**Short problem**:
Show each line of the records below that contains the word "orange". Case matters.

(Items stored from a collection)
==========

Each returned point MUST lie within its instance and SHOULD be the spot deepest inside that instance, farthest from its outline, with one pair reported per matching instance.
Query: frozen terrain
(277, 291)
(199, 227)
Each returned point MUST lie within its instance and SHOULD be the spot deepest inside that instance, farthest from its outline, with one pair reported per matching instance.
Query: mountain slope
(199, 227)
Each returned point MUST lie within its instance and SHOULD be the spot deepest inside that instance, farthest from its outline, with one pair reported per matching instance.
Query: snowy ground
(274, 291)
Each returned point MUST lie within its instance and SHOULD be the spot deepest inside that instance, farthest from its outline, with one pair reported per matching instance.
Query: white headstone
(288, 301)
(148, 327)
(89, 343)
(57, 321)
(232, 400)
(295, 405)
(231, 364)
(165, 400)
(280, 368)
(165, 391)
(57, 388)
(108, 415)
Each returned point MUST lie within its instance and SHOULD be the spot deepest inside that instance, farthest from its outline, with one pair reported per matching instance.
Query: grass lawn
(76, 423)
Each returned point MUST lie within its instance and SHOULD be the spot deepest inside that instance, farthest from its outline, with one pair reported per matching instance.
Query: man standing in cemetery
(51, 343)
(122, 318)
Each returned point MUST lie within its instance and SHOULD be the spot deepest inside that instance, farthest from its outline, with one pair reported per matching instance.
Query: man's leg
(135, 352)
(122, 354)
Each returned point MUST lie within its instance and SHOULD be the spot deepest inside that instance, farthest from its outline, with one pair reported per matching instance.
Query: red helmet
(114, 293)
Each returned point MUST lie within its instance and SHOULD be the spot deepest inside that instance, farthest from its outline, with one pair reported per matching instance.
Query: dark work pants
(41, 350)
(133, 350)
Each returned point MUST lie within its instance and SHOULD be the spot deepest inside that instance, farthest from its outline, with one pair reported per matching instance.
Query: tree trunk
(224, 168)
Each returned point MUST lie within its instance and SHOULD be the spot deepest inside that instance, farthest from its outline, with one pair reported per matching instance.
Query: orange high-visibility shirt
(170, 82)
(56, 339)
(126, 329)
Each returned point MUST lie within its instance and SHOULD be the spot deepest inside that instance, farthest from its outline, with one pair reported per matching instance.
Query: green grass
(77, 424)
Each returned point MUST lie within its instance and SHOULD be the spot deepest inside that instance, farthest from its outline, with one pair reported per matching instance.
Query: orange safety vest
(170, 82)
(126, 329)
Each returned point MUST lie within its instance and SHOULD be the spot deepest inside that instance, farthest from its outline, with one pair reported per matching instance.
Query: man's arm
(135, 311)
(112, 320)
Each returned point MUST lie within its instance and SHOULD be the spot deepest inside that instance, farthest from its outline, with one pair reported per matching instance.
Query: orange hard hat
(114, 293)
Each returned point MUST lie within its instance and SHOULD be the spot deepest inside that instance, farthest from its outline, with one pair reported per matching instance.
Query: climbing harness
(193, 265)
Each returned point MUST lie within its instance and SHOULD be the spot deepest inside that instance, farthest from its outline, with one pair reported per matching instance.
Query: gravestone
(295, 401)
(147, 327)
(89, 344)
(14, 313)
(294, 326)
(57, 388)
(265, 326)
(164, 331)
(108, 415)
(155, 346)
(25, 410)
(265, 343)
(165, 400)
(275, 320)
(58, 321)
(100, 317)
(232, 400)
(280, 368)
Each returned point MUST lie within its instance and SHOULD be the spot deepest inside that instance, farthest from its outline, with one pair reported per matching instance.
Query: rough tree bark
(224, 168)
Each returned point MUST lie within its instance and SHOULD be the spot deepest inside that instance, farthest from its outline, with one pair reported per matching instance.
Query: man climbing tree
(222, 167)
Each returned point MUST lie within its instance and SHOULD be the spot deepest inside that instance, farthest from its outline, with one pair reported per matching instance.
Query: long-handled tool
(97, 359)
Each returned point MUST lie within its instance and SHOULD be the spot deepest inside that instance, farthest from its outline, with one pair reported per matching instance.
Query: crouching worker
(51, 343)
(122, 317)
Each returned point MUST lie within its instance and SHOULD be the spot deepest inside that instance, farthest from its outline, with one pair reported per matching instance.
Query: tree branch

==========

**Response below**:
Query: orange high-visibility shirt
Query: orange safety vest
Query: orange hard hat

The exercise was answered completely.